[[ Exercise materials open ]]
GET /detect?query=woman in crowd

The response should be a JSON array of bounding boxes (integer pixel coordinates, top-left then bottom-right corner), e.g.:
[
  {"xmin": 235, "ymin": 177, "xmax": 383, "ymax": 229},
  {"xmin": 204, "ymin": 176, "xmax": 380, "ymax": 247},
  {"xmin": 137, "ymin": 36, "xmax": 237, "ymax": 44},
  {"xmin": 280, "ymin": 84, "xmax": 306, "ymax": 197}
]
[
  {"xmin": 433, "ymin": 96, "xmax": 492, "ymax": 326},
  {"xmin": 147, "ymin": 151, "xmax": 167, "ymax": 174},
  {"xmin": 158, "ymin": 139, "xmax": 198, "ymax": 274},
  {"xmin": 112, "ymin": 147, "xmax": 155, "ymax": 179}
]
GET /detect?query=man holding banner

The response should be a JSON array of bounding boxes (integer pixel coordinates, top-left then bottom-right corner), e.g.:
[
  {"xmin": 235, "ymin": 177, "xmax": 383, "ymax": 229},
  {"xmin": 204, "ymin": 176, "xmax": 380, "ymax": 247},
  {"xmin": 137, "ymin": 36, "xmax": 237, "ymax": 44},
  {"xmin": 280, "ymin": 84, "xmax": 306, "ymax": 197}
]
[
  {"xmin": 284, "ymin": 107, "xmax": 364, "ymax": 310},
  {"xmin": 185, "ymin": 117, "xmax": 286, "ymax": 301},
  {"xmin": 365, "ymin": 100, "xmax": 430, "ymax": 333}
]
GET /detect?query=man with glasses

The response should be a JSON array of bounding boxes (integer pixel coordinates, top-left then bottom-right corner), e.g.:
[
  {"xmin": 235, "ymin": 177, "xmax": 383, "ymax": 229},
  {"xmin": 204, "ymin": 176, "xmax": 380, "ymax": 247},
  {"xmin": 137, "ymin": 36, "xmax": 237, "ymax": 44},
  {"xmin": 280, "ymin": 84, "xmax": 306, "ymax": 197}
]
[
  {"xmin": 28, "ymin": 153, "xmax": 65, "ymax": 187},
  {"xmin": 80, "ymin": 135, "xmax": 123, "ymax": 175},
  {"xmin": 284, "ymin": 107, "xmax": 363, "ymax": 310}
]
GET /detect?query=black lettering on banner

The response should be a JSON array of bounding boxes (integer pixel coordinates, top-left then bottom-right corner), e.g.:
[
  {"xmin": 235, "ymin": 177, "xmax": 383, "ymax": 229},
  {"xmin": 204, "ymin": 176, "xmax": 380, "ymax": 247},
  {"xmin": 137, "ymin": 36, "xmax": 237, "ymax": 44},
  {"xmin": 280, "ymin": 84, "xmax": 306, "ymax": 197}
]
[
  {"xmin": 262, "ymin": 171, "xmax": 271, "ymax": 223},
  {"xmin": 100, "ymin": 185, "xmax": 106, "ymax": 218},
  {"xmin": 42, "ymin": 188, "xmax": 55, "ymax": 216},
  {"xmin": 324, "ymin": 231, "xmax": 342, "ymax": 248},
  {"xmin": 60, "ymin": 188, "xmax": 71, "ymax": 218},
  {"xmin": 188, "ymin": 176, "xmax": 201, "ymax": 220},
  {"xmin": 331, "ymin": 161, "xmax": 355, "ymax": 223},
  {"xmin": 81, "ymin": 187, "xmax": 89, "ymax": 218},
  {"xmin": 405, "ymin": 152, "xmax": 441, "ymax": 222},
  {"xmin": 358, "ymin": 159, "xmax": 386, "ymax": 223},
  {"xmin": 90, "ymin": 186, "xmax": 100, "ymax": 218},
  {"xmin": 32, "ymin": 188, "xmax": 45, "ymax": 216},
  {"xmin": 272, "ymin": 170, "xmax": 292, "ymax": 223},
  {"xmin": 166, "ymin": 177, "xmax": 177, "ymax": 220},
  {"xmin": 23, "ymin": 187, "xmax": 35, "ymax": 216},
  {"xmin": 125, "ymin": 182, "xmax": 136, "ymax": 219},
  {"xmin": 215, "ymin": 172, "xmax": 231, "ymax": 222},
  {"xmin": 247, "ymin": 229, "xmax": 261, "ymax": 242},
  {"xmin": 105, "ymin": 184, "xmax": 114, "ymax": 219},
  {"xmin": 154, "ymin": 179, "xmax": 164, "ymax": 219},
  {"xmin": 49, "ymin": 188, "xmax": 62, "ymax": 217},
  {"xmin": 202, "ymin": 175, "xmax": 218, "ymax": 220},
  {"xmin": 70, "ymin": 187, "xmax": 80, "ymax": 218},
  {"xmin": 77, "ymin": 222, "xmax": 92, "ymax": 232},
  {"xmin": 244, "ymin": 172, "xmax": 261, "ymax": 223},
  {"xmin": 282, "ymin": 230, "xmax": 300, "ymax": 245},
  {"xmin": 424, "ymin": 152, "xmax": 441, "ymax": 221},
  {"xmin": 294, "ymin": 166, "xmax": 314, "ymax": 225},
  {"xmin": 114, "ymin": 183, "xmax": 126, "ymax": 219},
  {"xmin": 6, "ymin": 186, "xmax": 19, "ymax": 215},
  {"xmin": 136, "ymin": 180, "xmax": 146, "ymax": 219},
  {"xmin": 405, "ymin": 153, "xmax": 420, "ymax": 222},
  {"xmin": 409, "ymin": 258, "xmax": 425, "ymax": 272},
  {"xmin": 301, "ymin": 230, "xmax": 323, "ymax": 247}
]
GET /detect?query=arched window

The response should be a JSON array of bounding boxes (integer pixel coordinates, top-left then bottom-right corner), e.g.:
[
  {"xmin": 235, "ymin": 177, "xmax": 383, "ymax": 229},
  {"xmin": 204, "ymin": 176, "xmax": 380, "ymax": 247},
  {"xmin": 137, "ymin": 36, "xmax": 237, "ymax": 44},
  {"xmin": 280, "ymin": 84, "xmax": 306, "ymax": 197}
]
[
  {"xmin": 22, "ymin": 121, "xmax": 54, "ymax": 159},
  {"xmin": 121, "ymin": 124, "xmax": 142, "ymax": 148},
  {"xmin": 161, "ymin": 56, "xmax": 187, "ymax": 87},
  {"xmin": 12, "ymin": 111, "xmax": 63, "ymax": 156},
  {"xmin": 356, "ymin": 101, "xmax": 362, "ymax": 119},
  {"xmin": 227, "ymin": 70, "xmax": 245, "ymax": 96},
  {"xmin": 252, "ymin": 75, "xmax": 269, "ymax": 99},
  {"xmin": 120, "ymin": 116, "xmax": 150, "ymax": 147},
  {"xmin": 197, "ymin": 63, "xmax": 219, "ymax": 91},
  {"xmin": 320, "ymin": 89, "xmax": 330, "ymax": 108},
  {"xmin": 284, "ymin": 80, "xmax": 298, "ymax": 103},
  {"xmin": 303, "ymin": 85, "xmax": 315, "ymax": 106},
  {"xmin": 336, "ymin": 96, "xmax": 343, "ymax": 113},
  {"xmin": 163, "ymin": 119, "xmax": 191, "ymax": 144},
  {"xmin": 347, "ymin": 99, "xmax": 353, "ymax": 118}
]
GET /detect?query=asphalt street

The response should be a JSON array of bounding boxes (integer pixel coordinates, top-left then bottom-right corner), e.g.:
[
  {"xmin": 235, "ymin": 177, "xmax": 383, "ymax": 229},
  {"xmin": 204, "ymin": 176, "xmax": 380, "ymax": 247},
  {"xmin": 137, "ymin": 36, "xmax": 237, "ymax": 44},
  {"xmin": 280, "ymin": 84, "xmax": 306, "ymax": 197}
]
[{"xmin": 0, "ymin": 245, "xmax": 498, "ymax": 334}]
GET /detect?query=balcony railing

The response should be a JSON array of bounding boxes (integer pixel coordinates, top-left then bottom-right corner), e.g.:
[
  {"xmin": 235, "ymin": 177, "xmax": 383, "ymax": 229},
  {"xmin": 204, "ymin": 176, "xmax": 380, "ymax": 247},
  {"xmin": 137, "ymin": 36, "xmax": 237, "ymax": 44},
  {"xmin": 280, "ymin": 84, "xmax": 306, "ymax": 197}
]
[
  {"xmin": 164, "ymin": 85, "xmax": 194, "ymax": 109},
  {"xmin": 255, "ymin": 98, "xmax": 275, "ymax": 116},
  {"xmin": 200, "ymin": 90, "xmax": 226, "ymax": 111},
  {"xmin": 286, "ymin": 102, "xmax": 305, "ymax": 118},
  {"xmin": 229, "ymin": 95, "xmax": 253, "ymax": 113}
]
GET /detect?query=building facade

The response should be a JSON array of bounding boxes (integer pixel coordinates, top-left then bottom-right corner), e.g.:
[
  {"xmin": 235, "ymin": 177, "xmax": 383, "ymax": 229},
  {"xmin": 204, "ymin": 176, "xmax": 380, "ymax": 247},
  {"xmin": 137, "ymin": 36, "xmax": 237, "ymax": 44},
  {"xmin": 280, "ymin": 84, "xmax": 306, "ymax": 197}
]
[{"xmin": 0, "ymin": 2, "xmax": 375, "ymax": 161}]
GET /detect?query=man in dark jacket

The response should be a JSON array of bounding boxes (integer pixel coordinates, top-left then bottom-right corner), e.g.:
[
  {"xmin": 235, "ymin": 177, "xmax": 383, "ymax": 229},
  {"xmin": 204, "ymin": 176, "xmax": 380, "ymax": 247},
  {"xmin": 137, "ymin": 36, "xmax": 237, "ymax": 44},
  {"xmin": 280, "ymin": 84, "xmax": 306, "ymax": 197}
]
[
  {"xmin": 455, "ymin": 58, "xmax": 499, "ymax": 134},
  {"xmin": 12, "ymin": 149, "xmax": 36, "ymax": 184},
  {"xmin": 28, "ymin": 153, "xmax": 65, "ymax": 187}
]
[[ Exercise materials closed ]]
Task details: In the entries above, tally the lines containing the word "query" and return only the tally.

Exercise answer: 9